Available records:
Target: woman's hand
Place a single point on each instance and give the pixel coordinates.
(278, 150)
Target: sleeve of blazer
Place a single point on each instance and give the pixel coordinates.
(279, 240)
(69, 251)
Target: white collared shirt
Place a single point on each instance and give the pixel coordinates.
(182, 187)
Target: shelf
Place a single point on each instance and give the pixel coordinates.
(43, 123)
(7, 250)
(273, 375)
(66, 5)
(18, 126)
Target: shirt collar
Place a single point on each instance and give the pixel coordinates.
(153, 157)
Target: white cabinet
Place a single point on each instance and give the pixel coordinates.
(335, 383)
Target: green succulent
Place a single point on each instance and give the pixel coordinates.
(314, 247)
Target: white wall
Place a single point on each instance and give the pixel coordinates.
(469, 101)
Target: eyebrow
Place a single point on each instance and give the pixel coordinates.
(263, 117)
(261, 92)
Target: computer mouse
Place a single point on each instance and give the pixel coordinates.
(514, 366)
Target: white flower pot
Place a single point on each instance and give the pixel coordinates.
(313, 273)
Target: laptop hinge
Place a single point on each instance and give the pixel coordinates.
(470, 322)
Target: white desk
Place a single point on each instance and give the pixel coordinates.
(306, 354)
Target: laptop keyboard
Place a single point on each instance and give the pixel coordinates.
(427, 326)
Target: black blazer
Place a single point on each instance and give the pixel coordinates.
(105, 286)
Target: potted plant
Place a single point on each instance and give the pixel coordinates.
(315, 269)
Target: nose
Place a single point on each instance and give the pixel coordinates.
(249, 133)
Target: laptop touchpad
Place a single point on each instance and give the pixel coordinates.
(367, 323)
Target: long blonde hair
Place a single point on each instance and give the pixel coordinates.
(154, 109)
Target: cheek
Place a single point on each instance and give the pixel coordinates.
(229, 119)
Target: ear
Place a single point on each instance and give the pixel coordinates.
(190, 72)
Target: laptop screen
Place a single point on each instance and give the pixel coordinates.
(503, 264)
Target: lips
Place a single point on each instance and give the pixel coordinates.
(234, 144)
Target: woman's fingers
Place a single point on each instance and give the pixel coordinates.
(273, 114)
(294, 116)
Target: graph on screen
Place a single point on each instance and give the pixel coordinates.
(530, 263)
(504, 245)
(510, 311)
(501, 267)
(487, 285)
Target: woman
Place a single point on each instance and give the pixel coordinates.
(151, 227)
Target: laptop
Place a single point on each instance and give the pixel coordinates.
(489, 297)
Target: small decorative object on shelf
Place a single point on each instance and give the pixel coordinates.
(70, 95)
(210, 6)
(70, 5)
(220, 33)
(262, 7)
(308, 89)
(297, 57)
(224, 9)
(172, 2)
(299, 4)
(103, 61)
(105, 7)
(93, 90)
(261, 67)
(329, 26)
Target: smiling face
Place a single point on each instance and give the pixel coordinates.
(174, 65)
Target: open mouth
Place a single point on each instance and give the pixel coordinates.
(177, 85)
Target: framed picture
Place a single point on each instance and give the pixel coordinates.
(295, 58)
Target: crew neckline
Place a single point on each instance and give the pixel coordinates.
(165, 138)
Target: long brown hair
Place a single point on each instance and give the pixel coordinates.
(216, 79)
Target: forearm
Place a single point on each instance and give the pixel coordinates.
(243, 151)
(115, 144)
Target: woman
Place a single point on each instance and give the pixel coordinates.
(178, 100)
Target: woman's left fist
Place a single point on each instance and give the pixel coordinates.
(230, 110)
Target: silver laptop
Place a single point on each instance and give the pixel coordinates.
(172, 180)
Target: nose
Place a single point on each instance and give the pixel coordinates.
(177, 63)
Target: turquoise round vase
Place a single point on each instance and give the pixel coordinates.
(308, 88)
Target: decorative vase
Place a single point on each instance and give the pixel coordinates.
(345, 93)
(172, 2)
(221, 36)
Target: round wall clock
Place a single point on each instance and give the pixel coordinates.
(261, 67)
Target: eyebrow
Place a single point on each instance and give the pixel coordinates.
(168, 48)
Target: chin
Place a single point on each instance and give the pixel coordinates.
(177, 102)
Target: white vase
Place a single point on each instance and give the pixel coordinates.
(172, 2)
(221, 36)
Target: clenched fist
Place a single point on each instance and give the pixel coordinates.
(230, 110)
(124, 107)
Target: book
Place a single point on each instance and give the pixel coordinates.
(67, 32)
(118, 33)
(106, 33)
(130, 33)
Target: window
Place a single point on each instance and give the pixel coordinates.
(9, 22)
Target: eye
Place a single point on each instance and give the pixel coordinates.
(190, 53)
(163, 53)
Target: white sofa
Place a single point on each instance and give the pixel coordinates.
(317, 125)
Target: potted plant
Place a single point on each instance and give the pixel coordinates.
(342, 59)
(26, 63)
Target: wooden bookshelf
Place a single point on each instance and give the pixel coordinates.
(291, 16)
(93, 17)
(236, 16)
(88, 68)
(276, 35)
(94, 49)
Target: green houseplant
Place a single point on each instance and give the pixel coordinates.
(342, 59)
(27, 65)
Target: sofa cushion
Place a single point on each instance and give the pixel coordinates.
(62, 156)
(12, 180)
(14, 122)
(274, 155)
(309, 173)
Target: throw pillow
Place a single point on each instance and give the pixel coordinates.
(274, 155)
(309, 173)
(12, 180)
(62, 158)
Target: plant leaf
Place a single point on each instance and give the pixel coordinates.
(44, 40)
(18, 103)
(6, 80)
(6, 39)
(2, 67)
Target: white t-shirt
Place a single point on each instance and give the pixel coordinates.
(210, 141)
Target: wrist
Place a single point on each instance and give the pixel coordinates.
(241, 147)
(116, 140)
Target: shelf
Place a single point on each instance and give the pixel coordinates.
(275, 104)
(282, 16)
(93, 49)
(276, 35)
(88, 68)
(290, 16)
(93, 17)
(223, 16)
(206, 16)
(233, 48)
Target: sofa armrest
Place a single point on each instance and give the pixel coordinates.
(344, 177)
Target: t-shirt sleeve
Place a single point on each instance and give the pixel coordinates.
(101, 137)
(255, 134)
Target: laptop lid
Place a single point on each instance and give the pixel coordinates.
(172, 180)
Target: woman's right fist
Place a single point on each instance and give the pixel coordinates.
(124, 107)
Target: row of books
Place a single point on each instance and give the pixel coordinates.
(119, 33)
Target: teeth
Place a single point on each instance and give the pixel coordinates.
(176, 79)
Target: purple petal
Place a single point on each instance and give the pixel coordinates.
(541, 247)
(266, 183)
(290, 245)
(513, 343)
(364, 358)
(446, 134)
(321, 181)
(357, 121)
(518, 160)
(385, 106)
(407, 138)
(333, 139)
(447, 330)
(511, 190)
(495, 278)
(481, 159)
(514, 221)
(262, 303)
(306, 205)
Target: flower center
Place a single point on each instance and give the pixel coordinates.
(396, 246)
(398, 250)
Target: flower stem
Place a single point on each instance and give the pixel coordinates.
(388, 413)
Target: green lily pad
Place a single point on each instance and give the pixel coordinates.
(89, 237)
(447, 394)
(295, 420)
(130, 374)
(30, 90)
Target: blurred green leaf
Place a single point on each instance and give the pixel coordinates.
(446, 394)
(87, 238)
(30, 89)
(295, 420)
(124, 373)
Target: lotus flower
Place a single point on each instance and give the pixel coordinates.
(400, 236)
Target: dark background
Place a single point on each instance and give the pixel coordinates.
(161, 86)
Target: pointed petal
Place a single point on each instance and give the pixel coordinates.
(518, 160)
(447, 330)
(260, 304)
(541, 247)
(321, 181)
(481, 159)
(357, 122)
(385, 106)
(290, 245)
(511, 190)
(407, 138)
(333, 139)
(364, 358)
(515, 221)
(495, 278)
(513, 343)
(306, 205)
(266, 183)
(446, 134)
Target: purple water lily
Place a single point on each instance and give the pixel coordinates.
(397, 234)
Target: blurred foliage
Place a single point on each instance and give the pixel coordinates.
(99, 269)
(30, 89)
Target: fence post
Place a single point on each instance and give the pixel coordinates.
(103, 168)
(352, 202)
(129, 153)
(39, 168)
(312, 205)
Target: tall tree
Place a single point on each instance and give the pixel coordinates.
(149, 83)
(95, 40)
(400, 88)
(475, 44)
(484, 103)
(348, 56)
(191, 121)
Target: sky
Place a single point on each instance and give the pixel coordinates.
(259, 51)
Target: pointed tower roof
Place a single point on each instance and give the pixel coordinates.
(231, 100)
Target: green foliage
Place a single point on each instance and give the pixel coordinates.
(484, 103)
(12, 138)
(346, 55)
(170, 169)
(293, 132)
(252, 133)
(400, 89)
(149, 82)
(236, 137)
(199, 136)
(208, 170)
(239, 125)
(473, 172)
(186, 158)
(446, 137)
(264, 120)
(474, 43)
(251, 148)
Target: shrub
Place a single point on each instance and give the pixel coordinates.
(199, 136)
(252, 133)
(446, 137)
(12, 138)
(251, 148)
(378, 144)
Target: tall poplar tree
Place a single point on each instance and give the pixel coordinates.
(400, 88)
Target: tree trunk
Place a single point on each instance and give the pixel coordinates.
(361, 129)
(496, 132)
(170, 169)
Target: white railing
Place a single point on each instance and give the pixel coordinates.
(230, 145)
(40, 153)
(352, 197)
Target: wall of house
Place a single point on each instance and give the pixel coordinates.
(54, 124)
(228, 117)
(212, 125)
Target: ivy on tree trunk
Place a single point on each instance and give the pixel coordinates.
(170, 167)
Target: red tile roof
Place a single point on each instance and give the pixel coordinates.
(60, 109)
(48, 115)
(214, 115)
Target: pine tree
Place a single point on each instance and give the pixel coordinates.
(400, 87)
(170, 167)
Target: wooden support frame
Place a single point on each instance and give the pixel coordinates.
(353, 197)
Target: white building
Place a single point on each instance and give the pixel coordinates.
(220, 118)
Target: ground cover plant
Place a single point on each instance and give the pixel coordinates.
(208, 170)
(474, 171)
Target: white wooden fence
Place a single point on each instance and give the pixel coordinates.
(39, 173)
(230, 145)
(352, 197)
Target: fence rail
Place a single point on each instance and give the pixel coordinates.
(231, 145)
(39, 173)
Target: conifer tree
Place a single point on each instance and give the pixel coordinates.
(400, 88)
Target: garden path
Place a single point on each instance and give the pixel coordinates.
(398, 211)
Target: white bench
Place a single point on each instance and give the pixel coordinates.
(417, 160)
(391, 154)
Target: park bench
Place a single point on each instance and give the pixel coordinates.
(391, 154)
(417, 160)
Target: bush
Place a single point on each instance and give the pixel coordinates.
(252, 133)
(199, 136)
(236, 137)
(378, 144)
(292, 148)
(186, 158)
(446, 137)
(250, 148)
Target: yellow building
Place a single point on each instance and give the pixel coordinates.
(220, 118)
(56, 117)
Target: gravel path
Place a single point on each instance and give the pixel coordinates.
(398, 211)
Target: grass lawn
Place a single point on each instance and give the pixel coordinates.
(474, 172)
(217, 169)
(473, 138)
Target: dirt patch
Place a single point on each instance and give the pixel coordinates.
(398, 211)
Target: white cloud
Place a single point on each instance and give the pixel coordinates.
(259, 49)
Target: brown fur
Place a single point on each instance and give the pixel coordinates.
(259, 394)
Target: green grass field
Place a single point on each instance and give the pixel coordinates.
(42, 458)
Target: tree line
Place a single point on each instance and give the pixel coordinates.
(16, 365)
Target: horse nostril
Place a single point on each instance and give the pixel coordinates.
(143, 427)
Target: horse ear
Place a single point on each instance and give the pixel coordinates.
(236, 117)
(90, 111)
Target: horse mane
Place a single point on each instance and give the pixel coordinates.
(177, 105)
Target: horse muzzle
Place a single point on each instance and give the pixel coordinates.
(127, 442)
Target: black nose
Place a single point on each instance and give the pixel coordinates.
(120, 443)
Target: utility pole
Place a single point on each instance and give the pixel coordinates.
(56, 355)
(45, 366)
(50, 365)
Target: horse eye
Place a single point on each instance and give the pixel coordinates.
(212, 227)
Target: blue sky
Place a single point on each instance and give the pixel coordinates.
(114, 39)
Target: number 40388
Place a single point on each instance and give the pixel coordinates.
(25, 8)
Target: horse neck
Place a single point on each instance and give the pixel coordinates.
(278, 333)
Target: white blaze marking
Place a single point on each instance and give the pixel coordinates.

Instruction: Reproduce the rows from the line containing "Target: black nose" through the end of the rows, substituting "pony" for "horse" and changing nothing else.

Solved problem:
Target: black nose
Place a single point on each instance and give the pixel coordinates.
(120, 443)
Target: utility pole
Place a single point on each instance and give the pixel coordinates.
(56, 355)
(45, 366)
(50, 365)
Target: pony eye
Place a single point on each instance and give the pixel coordinates.
(212, 227)
Target: blue sky
Place a single point on each instance and give the pixel coordinates.
(114, 39)
Target: number 40388
Place a single point on each instance and give the pixel coordinates.
(25, 8)
Target: pony neck
Place a single point on each instance and give the pixel coordinates.
(278, 333)
Target: white blaze marking
Place a single point on each instance and give the pixel coordinates.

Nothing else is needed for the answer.